TEXT SHOWN:
· · · ·

Monday, October 06, 2008

Slogans

I'm alarmingly adept at slogans. 

Lemme rephrase. 

I'm alarming adept at slogans that no company would use. 

Slogans are like the poetry of humour. Short, fast, and whoever takes it seriously insists there's much more craft in it than say, writing a 1200 page historical fiction novel about physics, the financial derivatives market, and the rise and fall of Cromwell. 

Er, but I guess that analogy falls apart, because at one end, they're paid quite well, and at the other end, the poor sods end up paying other people to publish it. Or read it, for that matter. On the other OTHER hand, there are no Nobel prizes for slogans.  

Here are some slogans I made on the spot for a fictious tech company:

Meganaut Corporation : almost completely unfraudulent
Meganaut Corporation : lawsuits pending and unfounded.
Meganaut Corporation : what, it's 'high tech'.
Meganaut Corporation : it's impressive because we make our own acronyms.
Meganaut Corporation : tell your friends!
Meganaut Corporation : most of our shit is almost ready for production.
Meganaut Corporation : settling out of court since 1973.
Meganaut Corporation : doesn't support child labour (for certain values of 'child')
Meganaut Corporation : sure, let's just call it a dongle.
Meganaut Corporation : supplying small militias and puppet state dictators for over 30 years.
Meganaut Corporation : so eerily above board we have no need for our interrogation room.
Meganaut Corporation : we put the ethics back in 'definitely not insider trading'.
Meganaut Corporation : almost better than getting cockpunched by an ex-boxer holding a roll of quarters and taste for the sauce.



And a few for company's that are less fictious:

Republicans : Yes, we're evil, but hey, lower taxes!

· · · ·

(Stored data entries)

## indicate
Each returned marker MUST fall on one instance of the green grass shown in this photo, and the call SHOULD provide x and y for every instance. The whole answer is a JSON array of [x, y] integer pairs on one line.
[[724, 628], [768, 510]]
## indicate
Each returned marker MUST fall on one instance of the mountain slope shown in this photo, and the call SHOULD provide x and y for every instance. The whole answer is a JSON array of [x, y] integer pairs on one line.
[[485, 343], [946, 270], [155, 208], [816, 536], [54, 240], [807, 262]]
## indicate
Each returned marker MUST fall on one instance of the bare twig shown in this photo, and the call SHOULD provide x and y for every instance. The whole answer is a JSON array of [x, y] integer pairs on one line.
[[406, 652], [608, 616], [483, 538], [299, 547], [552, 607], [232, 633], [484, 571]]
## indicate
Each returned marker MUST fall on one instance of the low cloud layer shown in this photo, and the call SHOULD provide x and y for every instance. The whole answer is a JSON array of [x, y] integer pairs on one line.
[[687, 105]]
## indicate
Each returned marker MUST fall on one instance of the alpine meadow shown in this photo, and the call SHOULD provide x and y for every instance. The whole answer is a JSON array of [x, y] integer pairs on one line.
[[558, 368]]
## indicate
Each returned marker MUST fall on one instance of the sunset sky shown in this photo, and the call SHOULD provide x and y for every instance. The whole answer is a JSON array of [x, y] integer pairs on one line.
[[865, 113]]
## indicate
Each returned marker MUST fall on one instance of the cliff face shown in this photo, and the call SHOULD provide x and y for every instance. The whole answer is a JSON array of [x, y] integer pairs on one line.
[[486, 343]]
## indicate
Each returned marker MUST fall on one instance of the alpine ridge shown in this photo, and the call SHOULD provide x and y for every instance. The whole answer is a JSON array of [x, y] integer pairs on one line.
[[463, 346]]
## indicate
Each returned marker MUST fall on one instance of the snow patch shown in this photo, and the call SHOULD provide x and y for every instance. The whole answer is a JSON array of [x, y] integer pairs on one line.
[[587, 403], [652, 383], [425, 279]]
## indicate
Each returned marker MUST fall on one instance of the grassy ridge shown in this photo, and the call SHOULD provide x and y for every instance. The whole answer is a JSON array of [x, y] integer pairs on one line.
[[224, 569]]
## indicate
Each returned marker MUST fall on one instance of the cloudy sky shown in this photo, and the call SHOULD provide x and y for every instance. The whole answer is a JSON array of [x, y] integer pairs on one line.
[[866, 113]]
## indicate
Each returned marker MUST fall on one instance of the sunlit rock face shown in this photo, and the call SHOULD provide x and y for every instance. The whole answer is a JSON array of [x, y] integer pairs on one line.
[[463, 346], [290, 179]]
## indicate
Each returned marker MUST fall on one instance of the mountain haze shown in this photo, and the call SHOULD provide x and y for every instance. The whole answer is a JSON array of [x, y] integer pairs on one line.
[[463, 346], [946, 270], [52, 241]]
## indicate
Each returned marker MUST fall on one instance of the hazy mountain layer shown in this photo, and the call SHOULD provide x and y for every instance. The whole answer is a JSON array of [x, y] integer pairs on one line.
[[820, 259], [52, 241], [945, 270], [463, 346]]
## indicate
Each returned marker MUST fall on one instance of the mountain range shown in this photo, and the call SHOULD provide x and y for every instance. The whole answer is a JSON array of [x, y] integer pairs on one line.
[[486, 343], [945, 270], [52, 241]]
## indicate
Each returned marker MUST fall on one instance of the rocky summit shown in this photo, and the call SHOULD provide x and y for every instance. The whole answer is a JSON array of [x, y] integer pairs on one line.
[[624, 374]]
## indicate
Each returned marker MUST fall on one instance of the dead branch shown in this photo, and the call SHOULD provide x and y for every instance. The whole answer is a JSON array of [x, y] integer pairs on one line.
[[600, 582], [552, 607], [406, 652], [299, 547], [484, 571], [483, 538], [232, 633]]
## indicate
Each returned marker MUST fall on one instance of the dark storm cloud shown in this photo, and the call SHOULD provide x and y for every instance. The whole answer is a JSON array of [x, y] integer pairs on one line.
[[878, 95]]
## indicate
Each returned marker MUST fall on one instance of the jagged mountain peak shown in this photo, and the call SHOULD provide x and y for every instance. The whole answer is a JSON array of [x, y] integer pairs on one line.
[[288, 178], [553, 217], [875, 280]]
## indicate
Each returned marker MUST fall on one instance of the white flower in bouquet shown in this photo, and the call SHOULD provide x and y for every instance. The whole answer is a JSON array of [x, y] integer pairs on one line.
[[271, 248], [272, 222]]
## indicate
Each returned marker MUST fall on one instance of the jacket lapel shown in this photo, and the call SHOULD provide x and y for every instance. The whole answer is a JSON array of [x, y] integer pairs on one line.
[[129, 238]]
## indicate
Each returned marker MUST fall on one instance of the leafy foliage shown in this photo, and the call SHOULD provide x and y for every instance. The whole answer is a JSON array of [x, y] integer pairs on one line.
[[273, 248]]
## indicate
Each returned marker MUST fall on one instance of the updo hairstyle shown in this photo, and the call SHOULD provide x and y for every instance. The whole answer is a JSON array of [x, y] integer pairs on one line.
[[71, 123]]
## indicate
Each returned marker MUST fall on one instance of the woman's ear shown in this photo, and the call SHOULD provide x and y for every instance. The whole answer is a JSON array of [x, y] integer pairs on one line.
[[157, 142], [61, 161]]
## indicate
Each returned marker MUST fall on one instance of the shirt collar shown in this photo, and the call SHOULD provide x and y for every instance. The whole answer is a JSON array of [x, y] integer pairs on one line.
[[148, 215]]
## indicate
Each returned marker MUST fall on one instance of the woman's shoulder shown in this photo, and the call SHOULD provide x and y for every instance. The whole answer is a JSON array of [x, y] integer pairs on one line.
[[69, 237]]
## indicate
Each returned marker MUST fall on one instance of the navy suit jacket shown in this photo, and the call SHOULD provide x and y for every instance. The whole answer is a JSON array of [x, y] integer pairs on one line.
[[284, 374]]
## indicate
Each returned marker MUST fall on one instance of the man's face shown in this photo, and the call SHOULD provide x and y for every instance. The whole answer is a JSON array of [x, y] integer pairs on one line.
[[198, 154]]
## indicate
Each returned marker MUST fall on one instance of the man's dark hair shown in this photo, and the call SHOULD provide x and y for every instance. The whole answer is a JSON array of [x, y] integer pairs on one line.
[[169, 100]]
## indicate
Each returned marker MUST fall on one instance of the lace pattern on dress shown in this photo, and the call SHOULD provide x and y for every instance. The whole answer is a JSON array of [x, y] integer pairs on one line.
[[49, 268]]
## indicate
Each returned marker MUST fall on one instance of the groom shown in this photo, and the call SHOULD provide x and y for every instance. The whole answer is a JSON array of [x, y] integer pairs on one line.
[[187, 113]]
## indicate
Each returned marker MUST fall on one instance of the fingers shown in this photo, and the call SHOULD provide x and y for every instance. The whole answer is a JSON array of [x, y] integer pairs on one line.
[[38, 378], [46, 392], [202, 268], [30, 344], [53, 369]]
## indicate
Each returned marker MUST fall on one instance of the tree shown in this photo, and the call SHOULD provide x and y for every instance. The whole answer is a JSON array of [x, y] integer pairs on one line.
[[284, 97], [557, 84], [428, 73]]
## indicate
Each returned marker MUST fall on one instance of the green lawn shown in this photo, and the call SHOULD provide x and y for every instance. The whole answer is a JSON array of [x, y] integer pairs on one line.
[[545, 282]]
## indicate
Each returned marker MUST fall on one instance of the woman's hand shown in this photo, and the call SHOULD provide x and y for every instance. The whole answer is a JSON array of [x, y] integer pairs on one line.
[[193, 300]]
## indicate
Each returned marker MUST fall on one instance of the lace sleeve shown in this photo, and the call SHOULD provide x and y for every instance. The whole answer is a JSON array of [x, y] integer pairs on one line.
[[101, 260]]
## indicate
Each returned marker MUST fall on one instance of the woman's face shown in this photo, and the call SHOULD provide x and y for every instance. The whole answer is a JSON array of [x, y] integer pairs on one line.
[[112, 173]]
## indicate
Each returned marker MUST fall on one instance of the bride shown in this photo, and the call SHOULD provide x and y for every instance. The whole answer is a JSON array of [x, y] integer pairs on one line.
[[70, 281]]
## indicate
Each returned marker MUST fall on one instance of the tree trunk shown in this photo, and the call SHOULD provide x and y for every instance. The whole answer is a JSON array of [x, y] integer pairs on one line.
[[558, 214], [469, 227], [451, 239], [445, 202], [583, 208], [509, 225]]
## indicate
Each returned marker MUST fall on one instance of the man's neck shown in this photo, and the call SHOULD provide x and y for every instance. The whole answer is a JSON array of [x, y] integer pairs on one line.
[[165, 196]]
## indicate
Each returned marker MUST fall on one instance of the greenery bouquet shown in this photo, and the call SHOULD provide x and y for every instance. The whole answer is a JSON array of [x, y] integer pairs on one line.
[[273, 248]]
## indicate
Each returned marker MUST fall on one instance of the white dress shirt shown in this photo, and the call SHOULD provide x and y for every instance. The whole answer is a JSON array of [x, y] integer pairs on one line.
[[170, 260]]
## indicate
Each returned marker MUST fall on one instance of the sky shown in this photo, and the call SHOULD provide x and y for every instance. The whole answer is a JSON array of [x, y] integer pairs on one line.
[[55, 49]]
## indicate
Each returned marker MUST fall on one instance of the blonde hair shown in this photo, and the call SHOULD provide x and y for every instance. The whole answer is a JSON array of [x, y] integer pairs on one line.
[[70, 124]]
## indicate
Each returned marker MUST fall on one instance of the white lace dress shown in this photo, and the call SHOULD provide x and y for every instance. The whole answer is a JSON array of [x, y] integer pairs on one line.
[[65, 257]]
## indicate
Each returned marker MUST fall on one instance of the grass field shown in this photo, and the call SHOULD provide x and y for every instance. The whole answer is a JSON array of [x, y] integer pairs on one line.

· · · ·

ACTIVITY LIST:
1 – Copy the slogans post word for word, everything from "Meganaut Corporation : it's" down to "our interrogation room.".
2 – Write what comes next in the slogans post, starting right after its last line.
This material is separate from the slogans post.

ANSWERS BY TASK:
1 –
Meganaut Corporation : it's impressive because we make our own acronyms.
Meganaut Corporation : tell your friends!
Meganaut Corporation : most of our shit is almost ready for production.
Meganaut Corporation : settling out of court since 1973.
Meganaut Corporation : doesn't support child labour (for certain values of 'child')
Meganaut Corporation : sure, let's just call it a dongle.
Meganaut Corporation : supplying small militias and puppet state dictators for over 30 years.
Meganaut Corporation : so eerily above board we have no need for our interrogation room.

2 –
Democrats : Sometimes we hem, sometimes we haw.

Libertarians : We are mostly right about some things, horridly wrong about others, but have more smugness than an Apple Convention.

Microsoft : Evil, ubiquitious, and not crashing nearly as much as we used to.

Apple : We wrap old ideas in clean lines and minimal design and charge your first-born for it.

Nike : We need their tiny hands for the fiddly bits.

Ford : Quality Schmality, It's AMERICAN!

Wal Mart : Gutting Small Town America Has Never Saved You More!

Starbucks : Coffee for the price of a reasonable lunch.

Rolex : Ostentatious.

DeBeers : Conflict diamond  means more drama.

Volkswagen : Shocking Decline In Quality

Carlyle Group : We do some evil stuff, but it's too complicated to worry about.

Enron : Trust us.

Phillip Morris : A family of nicotine delivery systems.

Monsanto : We control what you eat, and why you eat it.

Blackwater : Mercenaries For Hire, kinda like the A-Team.

Union Carbide : It's not our fault natural selection works so slow.

Pfizer : You want a cure to cancer or vigorous coitus into your 80's? Yeah, we thought so.